### EXERCISE
Tally how many lines in the rows below contain the string "brick", and give only that number.

* START DATA SECTION *

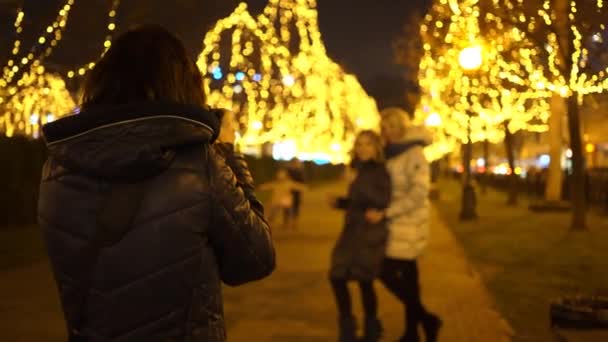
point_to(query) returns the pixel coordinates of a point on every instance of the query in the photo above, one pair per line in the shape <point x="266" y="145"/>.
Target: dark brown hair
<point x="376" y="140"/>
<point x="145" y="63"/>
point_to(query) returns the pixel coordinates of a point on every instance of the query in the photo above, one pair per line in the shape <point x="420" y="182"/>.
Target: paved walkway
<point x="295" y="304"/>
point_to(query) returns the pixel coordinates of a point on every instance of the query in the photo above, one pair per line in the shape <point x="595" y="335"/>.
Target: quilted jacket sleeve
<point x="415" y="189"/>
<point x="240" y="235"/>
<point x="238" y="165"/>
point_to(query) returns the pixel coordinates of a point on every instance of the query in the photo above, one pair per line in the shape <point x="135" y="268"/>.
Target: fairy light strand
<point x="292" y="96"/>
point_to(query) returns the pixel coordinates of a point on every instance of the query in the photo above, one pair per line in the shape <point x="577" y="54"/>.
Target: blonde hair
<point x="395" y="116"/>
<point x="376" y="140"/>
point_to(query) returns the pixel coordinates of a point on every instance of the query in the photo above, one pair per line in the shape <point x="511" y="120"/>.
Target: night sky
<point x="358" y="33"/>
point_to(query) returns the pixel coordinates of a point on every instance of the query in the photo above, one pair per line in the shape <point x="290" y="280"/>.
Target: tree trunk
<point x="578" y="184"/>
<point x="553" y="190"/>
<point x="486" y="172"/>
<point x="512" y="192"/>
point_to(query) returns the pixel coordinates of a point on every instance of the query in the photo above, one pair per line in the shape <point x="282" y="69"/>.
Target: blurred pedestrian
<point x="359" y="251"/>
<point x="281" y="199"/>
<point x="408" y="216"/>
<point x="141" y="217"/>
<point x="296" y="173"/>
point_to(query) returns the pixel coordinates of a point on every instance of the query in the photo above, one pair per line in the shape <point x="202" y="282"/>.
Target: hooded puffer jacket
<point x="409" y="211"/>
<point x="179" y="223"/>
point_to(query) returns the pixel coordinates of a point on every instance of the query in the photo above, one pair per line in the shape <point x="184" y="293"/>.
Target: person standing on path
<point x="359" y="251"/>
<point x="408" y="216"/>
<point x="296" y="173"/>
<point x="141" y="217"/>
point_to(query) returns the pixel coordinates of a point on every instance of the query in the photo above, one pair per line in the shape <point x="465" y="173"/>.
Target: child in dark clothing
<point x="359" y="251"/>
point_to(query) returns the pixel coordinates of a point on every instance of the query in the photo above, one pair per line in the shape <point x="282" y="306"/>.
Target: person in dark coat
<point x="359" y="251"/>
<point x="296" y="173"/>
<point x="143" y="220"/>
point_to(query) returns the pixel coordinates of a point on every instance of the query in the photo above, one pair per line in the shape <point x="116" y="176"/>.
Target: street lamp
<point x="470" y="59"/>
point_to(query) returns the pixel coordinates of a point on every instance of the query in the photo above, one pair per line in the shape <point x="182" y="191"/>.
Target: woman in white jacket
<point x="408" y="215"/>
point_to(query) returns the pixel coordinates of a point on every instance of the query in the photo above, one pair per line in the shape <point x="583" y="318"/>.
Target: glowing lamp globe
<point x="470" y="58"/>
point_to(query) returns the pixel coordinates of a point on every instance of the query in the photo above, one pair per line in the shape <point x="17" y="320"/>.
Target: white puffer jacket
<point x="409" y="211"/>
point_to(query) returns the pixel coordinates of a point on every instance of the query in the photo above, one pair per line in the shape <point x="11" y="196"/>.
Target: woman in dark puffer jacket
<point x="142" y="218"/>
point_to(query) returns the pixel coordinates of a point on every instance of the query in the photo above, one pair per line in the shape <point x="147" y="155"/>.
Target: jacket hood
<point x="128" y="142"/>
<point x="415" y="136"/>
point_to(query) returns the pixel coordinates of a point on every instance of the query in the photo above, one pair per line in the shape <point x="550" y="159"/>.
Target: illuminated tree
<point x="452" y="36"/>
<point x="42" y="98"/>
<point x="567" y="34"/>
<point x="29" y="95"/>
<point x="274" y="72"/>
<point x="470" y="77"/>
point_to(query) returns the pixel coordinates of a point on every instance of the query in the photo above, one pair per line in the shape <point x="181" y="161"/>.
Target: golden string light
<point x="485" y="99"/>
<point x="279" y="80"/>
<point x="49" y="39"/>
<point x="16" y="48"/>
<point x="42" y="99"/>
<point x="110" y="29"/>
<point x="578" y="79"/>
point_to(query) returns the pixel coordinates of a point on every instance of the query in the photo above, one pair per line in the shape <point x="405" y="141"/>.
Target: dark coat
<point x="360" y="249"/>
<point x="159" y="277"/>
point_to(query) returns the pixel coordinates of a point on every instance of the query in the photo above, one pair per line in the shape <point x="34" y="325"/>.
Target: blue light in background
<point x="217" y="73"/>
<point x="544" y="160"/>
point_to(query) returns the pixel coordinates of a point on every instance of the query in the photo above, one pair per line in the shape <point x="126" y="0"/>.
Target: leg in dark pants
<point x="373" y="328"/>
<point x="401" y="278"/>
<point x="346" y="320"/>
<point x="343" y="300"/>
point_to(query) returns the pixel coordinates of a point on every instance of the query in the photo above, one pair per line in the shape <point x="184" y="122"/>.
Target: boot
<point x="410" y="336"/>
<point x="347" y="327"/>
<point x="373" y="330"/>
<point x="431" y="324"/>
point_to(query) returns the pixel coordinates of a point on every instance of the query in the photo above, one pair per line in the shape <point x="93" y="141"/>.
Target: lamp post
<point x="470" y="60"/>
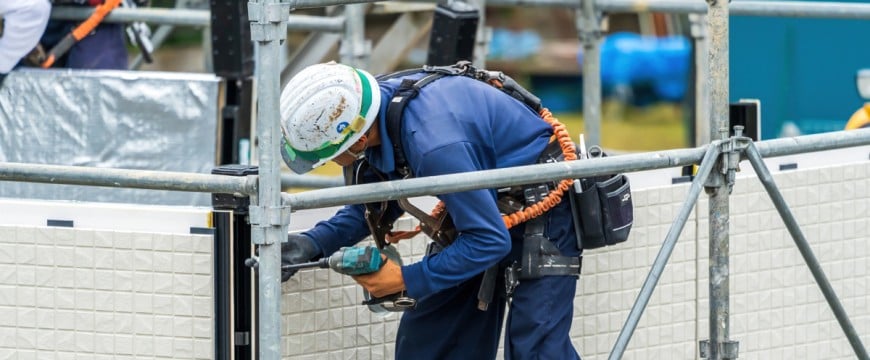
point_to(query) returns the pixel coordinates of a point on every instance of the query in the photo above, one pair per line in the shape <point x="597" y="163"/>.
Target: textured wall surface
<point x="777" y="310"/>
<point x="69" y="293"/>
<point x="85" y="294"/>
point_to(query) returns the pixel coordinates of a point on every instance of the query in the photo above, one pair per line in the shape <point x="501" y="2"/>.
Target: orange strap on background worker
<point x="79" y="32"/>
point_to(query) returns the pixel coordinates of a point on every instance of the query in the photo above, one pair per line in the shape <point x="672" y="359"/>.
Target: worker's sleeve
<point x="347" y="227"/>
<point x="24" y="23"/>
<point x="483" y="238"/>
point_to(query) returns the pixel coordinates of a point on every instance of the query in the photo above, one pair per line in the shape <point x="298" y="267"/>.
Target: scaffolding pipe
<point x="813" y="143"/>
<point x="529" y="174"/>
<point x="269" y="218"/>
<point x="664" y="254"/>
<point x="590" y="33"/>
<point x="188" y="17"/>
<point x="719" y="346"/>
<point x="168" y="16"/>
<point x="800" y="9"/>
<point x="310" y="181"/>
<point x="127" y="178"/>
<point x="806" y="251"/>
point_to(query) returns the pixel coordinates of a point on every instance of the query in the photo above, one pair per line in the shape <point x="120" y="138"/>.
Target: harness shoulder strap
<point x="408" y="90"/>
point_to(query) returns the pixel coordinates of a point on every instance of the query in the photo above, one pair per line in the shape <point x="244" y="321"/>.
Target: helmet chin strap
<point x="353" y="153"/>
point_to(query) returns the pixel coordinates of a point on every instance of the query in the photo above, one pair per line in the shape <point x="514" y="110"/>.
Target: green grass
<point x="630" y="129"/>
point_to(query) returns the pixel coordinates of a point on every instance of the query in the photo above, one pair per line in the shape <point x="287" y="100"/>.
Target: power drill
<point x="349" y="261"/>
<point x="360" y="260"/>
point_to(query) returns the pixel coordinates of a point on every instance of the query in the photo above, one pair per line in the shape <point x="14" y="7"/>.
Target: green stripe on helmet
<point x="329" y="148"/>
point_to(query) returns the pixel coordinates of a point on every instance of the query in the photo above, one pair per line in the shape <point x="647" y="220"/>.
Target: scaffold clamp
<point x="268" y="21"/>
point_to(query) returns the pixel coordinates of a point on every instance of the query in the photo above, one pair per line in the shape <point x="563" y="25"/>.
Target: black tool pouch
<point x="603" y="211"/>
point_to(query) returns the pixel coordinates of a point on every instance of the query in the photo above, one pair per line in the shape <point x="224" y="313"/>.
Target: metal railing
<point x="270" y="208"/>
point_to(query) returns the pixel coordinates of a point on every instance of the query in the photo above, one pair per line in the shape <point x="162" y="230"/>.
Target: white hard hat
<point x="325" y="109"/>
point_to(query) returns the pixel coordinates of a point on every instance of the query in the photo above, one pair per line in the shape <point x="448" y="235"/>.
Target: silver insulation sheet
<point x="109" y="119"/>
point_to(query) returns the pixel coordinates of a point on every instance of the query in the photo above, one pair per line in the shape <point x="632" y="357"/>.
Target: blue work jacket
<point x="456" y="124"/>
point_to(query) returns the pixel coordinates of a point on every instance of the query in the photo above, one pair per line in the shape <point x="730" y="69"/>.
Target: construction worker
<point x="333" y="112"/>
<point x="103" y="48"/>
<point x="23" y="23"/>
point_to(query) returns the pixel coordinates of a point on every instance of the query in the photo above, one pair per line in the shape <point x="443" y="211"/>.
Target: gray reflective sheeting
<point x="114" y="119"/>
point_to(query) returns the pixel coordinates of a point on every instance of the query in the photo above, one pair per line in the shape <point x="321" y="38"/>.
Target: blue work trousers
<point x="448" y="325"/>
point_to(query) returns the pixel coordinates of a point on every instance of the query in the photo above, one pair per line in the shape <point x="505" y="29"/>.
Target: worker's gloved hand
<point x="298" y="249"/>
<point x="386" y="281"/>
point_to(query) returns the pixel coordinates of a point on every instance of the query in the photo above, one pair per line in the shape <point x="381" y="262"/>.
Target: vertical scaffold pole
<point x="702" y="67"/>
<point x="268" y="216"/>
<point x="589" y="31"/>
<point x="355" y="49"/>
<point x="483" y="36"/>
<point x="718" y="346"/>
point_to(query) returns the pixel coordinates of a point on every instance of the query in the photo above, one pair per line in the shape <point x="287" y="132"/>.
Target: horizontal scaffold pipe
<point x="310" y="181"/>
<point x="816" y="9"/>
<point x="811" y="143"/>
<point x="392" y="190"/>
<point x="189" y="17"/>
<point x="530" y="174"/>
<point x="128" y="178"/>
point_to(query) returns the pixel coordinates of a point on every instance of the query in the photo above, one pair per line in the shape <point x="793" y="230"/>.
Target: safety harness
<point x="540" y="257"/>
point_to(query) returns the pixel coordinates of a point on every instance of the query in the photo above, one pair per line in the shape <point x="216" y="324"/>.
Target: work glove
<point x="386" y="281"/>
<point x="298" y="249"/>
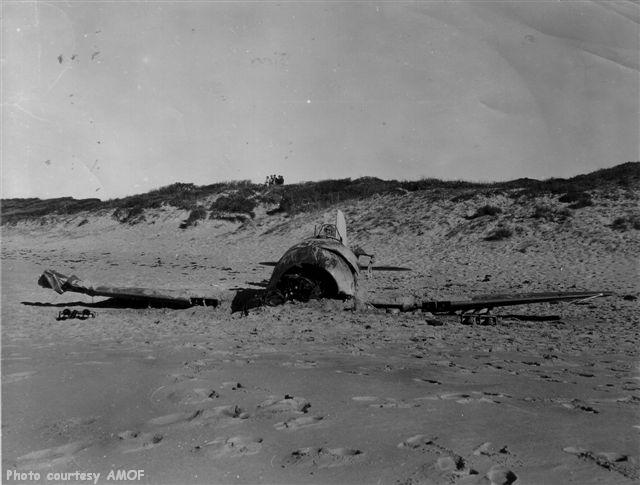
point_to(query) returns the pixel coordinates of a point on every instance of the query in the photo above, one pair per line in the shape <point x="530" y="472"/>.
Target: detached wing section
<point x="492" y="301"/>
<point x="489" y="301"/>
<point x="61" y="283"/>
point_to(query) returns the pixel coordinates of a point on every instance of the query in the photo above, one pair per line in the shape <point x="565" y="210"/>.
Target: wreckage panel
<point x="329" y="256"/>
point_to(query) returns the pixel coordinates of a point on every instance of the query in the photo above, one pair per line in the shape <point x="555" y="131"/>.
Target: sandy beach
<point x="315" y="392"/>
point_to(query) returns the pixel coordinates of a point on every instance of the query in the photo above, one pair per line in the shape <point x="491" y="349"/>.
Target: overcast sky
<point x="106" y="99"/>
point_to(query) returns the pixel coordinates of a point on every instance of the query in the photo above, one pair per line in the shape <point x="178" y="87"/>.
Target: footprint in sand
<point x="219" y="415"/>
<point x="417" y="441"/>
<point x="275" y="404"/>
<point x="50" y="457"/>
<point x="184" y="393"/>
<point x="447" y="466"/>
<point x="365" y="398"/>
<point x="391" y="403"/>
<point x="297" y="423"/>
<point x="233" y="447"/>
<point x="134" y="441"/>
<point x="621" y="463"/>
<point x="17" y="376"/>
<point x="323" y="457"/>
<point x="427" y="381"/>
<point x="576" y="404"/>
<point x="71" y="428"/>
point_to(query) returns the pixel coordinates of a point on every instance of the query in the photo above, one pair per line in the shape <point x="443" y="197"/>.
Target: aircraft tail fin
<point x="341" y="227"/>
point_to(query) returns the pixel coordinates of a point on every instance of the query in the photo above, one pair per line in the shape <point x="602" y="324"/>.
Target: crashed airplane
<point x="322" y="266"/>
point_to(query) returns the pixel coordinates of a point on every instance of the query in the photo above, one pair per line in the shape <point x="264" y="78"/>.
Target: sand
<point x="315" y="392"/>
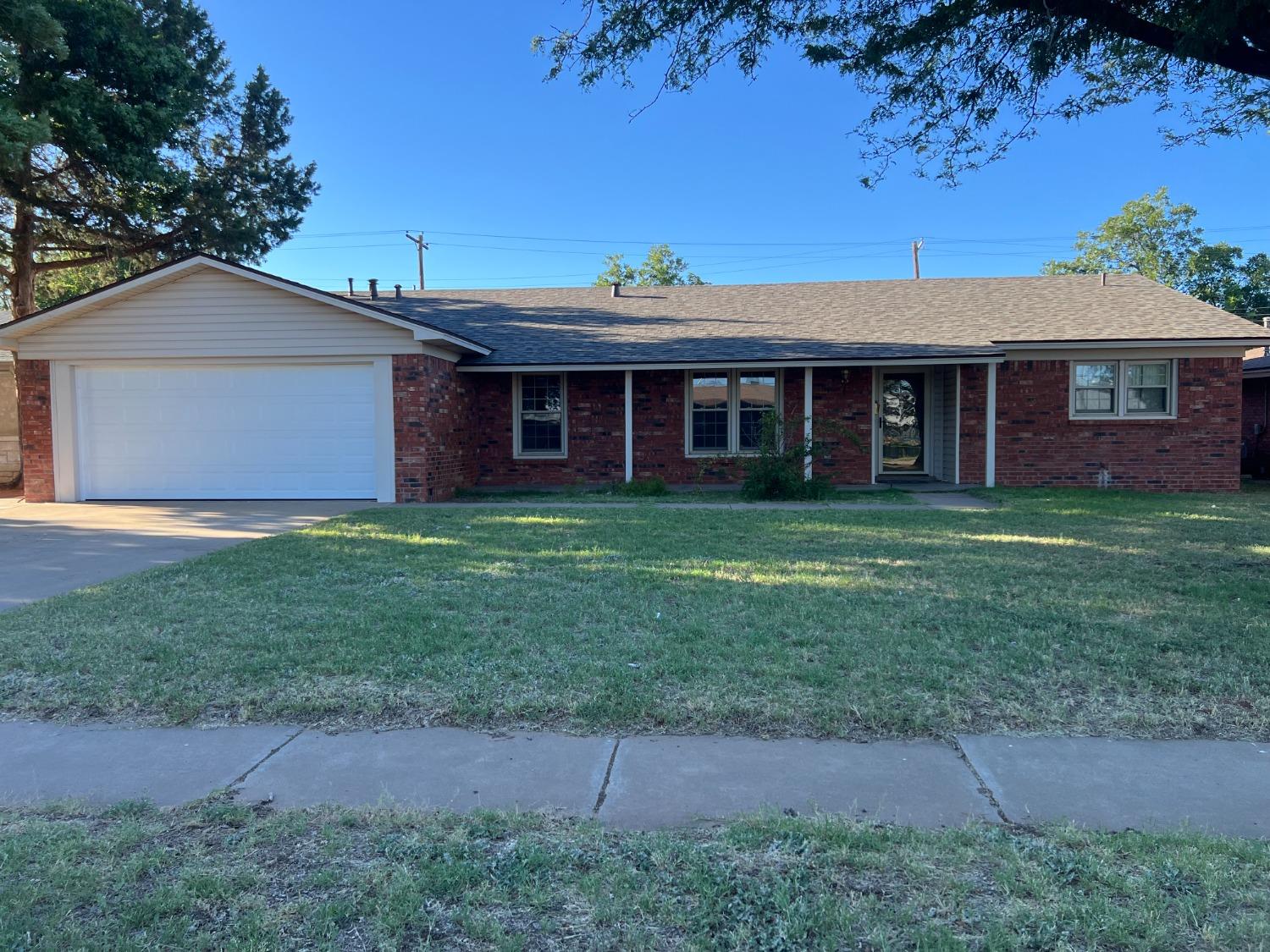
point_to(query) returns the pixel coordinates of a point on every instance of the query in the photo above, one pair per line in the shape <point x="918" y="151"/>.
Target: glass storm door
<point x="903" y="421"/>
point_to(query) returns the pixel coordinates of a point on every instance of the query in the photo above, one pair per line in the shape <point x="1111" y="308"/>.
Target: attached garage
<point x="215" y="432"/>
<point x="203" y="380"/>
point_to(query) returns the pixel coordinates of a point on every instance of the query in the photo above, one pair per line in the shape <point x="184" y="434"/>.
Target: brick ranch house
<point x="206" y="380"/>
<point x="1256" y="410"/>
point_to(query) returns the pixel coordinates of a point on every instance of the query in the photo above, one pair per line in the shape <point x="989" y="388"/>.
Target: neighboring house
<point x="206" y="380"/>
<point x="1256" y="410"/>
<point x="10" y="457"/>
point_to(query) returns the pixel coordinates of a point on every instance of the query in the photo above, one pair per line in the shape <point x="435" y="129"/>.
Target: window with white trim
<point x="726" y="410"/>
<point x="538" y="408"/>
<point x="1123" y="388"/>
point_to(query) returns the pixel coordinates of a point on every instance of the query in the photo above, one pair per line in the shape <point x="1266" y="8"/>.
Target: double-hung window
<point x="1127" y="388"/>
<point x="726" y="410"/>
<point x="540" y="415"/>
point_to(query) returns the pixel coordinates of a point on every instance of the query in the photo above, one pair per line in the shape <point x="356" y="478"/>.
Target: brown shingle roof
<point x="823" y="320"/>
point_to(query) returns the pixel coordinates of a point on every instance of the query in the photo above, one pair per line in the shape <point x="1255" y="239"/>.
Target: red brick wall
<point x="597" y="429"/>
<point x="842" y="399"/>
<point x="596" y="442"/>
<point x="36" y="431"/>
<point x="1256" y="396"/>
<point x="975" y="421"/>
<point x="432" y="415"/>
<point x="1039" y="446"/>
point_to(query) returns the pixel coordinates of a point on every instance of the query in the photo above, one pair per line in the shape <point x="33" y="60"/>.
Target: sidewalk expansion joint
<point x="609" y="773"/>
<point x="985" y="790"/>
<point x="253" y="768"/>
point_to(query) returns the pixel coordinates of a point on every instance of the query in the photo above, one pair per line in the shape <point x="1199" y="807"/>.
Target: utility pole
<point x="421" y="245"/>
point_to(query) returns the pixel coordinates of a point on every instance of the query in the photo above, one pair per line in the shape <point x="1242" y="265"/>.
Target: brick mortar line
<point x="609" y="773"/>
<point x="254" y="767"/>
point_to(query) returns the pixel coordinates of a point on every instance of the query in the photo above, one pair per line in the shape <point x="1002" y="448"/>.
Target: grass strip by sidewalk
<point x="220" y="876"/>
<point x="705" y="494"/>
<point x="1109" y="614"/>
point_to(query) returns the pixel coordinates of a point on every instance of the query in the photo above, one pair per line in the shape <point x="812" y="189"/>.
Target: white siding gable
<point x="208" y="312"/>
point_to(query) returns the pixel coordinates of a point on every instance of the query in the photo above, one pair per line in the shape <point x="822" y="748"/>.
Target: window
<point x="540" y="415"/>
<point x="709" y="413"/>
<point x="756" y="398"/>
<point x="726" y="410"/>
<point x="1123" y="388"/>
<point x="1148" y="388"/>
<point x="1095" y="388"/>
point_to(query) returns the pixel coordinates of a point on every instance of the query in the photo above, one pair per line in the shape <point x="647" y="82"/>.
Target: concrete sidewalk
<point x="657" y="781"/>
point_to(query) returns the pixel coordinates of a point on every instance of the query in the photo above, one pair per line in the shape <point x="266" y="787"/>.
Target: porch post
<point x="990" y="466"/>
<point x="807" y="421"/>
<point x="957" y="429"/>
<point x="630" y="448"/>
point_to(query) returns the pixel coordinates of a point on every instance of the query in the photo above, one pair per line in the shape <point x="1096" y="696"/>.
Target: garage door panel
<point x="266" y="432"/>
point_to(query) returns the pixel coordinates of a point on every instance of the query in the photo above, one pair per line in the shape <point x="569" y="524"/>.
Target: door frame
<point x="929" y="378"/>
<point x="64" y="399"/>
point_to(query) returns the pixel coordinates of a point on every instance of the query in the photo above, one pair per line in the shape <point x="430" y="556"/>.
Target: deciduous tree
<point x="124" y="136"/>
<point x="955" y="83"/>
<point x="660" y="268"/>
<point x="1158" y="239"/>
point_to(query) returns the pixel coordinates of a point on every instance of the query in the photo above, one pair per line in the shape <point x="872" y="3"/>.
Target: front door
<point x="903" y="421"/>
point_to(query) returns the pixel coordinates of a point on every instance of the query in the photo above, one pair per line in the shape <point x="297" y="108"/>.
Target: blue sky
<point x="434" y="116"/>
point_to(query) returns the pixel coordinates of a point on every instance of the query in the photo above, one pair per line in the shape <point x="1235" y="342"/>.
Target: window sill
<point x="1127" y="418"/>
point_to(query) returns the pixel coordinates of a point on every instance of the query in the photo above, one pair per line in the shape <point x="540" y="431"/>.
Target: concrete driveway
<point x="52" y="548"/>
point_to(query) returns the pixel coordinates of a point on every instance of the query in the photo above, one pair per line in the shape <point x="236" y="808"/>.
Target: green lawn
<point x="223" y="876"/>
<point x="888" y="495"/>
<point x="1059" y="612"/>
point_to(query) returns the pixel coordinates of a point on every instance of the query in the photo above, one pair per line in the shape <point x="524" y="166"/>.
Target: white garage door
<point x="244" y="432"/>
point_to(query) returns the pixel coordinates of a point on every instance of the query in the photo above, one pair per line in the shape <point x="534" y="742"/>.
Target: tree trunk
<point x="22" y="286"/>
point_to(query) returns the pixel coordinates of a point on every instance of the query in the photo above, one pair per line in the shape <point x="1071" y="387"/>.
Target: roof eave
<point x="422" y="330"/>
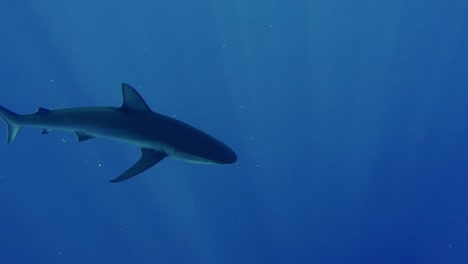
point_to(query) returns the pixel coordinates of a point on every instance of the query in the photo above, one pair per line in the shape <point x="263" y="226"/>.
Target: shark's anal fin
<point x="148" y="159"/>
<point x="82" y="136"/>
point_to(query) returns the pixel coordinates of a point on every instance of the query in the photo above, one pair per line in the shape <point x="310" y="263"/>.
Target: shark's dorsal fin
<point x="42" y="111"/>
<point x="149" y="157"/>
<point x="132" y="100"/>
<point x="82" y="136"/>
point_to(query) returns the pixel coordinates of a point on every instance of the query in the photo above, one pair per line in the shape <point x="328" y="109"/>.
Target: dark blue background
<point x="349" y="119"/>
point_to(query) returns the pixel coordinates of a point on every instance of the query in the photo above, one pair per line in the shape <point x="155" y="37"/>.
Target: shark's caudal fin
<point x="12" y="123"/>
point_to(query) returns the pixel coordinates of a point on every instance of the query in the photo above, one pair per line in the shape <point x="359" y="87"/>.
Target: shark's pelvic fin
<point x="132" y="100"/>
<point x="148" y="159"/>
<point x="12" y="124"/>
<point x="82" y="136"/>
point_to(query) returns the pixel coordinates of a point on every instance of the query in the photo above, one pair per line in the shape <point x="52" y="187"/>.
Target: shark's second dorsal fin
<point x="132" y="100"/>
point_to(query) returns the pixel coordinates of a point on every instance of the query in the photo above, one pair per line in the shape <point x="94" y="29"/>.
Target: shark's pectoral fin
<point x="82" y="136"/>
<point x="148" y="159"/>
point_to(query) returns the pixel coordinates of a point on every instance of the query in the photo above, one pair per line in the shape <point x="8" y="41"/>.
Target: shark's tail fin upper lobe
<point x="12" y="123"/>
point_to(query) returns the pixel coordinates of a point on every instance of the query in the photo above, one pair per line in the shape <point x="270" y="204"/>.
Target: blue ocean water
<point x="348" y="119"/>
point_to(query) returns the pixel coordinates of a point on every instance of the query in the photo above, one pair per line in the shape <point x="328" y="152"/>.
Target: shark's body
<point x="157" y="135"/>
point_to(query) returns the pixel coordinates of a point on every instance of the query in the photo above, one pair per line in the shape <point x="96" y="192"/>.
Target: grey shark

* END DATA SECTION *

### FULL ANSWER
3